Problem requirements: Reproduce verbatim the stretch of the items below that runs from the line containing "# point: green grass" through the end of the items, including both ends. Leave the pictures out of your copy.

_ _ _ _ _ _ _

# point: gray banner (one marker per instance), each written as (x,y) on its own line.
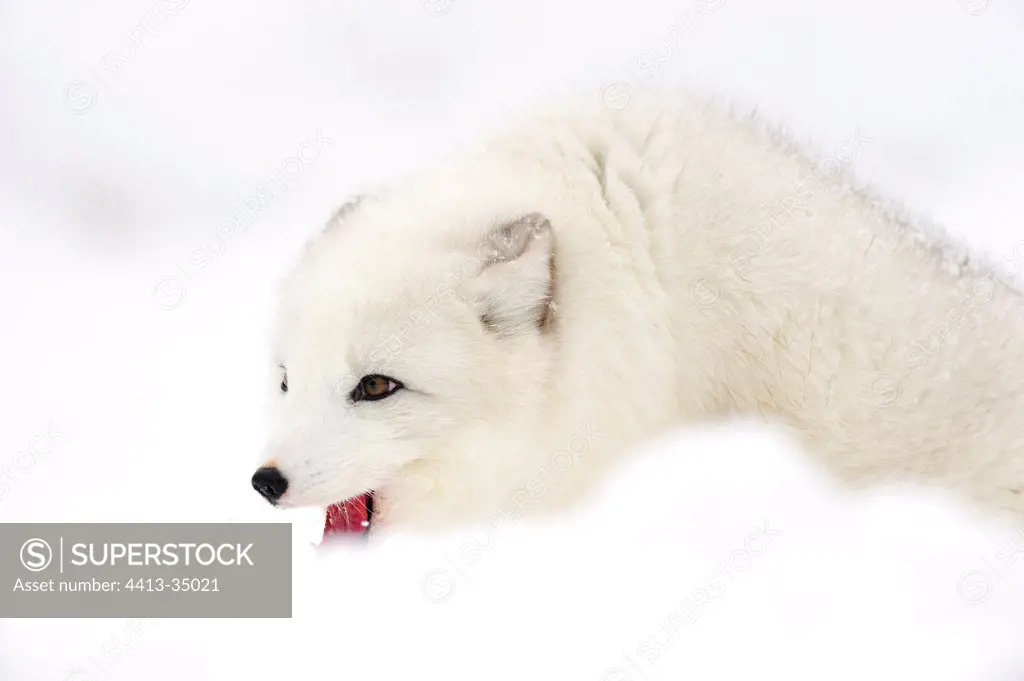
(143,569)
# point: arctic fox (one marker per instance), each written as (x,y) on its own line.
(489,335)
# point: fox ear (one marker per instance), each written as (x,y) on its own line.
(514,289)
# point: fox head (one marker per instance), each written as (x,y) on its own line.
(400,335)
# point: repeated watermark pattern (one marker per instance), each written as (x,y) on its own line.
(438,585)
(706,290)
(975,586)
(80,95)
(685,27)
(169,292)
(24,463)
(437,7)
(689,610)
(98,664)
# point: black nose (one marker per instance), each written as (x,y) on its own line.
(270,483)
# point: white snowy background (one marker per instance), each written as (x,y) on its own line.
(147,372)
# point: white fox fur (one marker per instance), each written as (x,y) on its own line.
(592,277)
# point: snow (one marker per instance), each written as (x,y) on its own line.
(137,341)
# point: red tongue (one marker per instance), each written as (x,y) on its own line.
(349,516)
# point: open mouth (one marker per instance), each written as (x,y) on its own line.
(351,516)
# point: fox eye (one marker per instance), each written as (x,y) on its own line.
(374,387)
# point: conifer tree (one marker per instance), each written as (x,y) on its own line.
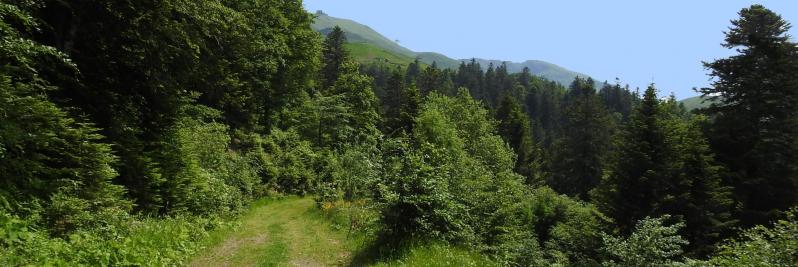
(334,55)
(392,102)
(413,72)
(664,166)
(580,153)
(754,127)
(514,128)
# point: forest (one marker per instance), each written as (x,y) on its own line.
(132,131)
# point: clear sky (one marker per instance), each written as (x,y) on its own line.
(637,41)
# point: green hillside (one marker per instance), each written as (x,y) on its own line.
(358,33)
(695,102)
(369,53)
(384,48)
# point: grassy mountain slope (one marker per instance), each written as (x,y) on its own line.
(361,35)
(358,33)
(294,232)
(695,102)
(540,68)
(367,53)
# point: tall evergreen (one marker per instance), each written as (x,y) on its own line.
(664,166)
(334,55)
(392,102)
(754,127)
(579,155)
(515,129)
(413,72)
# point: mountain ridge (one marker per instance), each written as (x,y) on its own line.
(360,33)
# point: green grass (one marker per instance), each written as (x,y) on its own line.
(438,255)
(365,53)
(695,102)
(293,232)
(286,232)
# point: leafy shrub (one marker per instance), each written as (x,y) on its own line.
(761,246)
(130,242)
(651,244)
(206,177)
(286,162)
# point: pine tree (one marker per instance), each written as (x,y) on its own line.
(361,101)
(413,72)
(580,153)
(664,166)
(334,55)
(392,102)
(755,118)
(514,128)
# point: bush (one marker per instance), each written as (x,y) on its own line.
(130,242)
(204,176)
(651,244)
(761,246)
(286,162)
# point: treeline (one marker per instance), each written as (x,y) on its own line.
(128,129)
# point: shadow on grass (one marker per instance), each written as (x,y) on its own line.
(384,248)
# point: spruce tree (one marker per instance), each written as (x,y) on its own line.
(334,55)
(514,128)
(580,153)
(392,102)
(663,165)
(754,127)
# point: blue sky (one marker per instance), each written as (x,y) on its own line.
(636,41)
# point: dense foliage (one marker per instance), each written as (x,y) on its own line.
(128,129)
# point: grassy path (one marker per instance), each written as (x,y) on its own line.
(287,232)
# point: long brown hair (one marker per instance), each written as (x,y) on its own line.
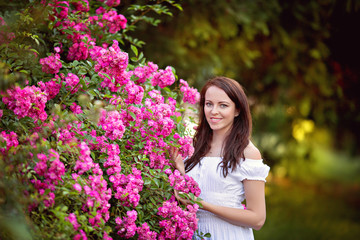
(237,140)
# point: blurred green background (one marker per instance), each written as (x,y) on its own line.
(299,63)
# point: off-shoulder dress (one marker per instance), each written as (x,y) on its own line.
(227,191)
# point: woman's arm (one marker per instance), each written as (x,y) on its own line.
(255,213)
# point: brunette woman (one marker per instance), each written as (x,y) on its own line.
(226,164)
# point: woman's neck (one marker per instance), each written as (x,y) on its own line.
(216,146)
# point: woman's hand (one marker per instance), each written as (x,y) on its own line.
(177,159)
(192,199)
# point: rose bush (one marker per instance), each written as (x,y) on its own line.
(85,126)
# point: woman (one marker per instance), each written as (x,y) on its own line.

_ _ _ _ _ _ _

Response to this task:
# point: green grass (one marker per instance), each written as (x,y) on its own line.
(438,255)
(365,53)
(695,102)
(293,232)
(286,232)
# point: leafy shrub (one marker per instance), each written as (x,y) on its own line.
(761,246)
(130,242)
(651,244)
(206,177)
(286,162)
# point: pine tree (one marker per instance), each written as (x,y) on its own line.
(361,101)
(413,72)
(580,153)
(664,166)
(334,55)
(392,102)
(755,118)
(514,128)
# point: bush (one marker per instance), each written as (x,y) on its own line.
(130,242)
(204,176)
(651,244)
(761,246)
(286,162)
# point: treeline (one marker per instance), each written as (x,y) on its own line.
(128,129)
# point: shadow on grass (one marker per instance), each written as (x,y) on its own line.
(384,248)
# point: spruce tree (one marker per instance), each written as (x,y) on its own line.
(334,55)
(514,128)
(580,153)
(392,102)
(663,165)
(754,127)
# point: blue sky (one marker per instance), each written as (x,y) on its own line.
(636,41)
# point: dense foliage (one marker per instance), each written as (x,y) on its own line.
(128,129)
# point: grassy path (one marker per instance), each written as (x,y) on its own line.
(287,232)
# point: long brown hair (one marker per instance), each written as (x,y) on its own line.
(237,140)
# point: blurred green background (one marker per instance), each written as (x,y) on its own line.
(299,63)
# point: off-shoulder dress (one marker per instance), each written as (x,y) on its own line.
(227,191)
# point: woman's arm (one marker per instance), each written as (x,y) on its own line.
(255,213)
# point: brunette woman (one marker per instance), each written as (x,y) on its own line.
(226,164)
# point: woman's neck (one marker per instance), each written as (x,y) on its own line.
(216,146)
# point: woman's hand (one marker per instance), each written as (x,y) on its own line.
(177,159)
(192,199)
# point: rose bush (one marker per instance), each written as (x,y) on its own line.
(85,126)
# point: woman (one marker per instance), each written as (x,y) on its own line.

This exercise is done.